# Excerpted records start
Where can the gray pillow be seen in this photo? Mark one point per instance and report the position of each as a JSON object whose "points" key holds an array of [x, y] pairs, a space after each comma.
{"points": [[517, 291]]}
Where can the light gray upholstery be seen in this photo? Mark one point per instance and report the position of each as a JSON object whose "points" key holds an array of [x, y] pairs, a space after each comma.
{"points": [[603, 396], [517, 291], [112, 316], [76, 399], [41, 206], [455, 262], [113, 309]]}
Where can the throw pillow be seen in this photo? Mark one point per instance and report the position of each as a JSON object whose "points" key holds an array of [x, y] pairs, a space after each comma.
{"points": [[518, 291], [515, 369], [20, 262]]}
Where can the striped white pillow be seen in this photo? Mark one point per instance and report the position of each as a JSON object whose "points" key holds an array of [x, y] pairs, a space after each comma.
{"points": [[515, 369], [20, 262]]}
# Excerpted records end
● Exercise aim:
Print all of the records above word for word, in their original order and with their line breaks preserved.

● Task answer:
Where can the gray pillow be seen in this photo? Mark one point per instance and report the position of each as a JSON object whose "points" key holds an array of [x, y] pairs, a space after each comma.
{"points": [[517, 291]]}
Where can the light gray upholstery be seen in this photo? Mark one point per instance and report the position of each as a JSON object whose "points" key holds an array of [x, y] pairs, a space after each comma.
{"points": [[603, 396], [517, 291], [112, 316], [76, 399], [41, 206], [455, 262], [113, 309]]}
Where can the throw pillow be seen in this photo? Mark one point per instance and report the position of each as a JSON object whose "points" key holds an array of [x, y] pairs, a space after each comma.
{"points": [[518, 291], [515, 369], [20, 262]]}
Where can the striped white pillow be seen in this photo? Mark one point per instance and report the position of each as a JSON object whose "points" key holds an array of [x, y] pairs, a space after each comma.
{"points": [[515, 369], [20, 262]]}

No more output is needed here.